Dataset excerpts
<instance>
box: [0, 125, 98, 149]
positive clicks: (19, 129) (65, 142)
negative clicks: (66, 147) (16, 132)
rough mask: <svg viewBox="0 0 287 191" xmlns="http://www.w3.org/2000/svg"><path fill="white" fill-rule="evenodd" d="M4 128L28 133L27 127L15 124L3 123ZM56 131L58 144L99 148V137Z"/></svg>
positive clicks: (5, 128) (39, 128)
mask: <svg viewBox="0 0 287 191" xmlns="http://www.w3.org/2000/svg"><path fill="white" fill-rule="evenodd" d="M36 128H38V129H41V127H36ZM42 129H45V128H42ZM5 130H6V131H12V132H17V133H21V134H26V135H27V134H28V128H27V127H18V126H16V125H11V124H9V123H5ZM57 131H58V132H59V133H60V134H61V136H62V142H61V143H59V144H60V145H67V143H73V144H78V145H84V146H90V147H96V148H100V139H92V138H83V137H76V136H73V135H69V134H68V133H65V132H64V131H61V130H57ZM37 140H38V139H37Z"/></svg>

THE TASK
Edit the records above by replacing "rough mask" with "coarse mask" and leaving everything else unchanged.

ANSWER FOR THIS EXERCISE
<instance>
box: [0, 125, 98, 149]
positive clicks: (19, 129) (65, 142)
negative clicks: (66, 147) (16, 132)
coarse mask: <svg viewBox="0 0 287 191" xmlns="http://www.w3.org/2000/svg"><path fill="white" fill-rule="evenodd" d="M4 128L28 133L27 127L15 124L3 123ZM56 131L58 144L99 148V137Z"/></svg>
positive clicks: (5, 128) (39, 128)
mask: <svg viewBox="0 0 287 191" xmlns="http://www.w3.org/2000/svg"><path fill="white" fill-rule="evenodd" d="M36 128H38V129H41V127H36ZM42 129H45V128H42ZM5 130H6V131H12V132H17V133H21V134H26V135H27V134H28V128H27V127H18V126H16V125H11V124H9V123H5ZM57 131H58V132H59V133H60V134H61V136H62V142H61V143H59V144H60V145H67V143H73V144H78V145H84V146H90V147H96V148H100V139H92V138H83V137H76V136H73V135H69V134H68V133H65V132H64V131H61V130H57ZM37 140H38V139H37Z"/></svg>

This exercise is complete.